EXERCISE OBJECTIVE. Please output the entries below from the line that contains "Target: soldier's right arm" through the final line, reproduced exactly and alone.
──────
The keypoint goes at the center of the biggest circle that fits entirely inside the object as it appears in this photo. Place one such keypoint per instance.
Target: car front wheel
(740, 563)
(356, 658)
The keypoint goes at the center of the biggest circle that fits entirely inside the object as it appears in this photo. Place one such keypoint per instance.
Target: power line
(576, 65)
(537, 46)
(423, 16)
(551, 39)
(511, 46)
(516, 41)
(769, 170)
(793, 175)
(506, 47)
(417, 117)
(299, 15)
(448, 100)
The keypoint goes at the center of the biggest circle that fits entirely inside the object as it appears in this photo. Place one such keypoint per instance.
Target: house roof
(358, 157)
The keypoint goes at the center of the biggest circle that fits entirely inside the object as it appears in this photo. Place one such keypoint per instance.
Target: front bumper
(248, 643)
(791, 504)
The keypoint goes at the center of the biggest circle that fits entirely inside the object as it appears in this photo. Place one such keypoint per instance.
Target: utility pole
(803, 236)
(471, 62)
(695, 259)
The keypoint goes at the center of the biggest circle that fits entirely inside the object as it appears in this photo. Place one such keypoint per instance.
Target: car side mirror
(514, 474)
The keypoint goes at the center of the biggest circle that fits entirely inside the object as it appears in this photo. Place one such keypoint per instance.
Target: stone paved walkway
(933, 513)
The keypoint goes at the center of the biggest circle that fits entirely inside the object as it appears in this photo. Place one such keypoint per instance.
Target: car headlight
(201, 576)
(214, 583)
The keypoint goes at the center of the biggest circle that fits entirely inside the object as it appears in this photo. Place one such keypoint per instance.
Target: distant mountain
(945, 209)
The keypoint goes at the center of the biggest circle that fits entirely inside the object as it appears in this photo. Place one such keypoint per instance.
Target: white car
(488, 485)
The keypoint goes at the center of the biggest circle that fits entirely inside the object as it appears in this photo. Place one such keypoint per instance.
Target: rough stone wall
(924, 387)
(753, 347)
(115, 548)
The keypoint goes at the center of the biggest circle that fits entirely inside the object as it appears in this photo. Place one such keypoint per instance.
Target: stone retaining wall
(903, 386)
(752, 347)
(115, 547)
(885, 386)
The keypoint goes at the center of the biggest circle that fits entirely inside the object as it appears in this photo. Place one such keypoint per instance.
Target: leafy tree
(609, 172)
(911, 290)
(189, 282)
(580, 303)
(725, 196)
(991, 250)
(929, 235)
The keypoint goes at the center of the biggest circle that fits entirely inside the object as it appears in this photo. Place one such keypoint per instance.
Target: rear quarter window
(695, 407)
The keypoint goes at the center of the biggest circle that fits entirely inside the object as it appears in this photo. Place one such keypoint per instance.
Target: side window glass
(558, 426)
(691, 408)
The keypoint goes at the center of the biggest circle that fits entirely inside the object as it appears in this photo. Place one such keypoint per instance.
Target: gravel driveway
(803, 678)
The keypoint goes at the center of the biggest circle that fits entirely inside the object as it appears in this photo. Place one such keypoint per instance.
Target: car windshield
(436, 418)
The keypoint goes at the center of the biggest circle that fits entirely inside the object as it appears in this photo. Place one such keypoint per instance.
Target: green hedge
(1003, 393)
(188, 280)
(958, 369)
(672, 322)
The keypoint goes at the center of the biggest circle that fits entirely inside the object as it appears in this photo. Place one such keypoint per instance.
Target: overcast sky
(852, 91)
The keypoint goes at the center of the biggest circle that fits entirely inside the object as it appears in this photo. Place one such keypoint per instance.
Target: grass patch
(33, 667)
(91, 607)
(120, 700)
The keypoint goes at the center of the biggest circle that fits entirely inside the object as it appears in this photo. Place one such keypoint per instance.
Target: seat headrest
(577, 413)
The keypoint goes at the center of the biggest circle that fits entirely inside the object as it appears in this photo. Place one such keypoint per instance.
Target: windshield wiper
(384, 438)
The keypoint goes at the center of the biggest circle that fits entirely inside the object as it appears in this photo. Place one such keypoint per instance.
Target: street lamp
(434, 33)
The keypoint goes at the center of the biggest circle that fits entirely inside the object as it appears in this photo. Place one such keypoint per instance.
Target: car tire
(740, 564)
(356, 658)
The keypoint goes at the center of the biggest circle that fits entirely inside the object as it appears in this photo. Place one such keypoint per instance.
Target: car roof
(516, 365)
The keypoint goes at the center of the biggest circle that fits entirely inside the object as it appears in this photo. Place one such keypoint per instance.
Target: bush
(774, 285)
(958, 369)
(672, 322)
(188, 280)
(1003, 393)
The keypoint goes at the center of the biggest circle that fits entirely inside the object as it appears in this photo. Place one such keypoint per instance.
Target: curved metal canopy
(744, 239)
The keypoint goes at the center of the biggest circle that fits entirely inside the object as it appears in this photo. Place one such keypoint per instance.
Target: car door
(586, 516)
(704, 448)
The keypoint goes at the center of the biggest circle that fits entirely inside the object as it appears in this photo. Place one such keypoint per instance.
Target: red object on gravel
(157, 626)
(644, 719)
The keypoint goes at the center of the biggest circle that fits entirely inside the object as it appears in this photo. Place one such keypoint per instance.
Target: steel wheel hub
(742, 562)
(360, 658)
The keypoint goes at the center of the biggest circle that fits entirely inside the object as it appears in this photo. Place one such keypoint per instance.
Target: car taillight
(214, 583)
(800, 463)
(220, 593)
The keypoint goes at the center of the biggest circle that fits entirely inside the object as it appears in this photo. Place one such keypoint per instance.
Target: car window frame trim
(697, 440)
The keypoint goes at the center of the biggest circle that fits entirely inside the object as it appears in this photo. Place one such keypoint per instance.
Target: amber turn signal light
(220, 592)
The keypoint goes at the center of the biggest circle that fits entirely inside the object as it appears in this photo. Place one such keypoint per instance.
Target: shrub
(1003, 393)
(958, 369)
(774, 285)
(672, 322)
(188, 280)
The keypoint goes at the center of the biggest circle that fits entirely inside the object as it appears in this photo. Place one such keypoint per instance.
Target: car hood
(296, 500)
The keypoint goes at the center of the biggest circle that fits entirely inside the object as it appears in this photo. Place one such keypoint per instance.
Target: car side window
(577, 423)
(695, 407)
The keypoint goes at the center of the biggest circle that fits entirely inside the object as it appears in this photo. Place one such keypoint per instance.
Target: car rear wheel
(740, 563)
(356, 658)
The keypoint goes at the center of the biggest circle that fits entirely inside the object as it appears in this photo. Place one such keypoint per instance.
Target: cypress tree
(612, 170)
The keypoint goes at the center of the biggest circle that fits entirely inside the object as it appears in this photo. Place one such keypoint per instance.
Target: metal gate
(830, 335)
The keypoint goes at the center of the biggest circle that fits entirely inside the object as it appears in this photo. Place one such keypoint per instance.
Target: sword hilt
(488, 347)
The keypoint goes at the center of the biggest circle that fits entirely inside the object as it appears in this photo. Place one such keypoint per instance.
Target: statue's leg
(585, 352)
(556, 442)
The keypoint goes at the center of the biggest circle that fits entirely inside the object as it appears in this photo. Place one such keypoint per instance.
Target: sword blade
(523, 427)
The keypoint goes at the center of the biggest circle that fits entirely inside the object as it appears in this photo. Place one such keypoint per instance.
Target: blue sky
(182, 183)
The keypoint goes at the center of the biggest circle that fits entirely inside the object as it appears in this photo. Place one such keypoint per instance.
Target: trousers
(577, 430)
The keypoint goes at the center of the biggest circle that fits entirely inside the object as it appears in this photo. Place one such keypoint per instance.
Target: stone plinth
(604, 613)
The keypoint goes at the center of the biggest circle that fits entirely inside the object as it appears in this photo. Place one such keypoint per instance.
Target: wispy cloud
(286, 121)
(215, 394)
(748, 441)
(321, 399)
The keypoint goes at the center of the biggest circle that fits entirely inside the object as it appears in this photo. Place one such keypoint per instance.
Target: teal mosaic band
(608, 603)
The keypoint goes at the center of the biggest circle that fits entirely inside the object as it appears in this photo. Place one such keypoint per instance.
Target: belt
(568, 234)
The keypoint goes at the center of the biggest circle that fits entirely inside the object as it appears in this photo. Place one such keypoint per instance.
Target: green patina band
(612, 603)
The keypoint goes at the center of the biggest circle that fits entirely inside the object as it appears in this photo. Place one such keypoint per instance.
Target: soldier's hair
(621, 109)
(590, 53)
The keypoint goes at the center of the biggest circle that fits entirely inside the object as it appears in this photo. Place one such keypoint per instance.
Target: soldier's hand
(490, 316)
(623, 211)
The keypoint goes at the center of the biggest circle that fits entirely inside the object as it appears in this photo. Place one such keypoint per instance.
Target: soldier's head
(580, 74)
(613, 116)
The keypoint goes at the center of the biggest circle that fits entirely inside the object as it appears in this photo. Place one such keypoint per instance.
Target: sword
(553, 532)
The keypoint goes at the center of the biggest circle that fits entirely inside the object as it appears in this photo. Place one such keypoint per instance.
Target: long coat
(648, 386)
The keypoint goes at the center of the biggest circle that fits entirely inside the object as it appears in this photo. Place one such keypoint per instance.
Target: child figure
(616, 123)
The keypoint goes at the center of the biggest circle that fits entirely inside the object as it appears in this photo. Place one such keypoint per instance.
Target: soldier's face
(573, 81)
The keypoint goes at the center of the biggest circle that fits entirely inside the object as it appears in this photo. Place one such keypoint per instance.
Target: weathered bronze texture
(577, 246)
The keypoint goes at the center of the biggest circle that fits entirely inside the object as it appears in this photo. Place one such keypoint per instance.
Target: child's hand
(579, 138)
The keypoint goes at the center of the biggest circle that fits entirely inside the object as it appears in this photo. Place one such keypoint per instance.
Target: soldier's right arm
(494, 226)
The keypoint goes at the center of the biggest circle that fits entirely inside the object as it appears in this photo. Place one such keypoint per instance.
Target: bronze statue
──────
RESPONSE TO THE TASK.
Target: soldier's right arm
(494, 226)
The keypoint goes at the center of the biggest circle that fits entirely inside the object as it appears in this photo. Place one such keypoint per instance.
Target: bronze statue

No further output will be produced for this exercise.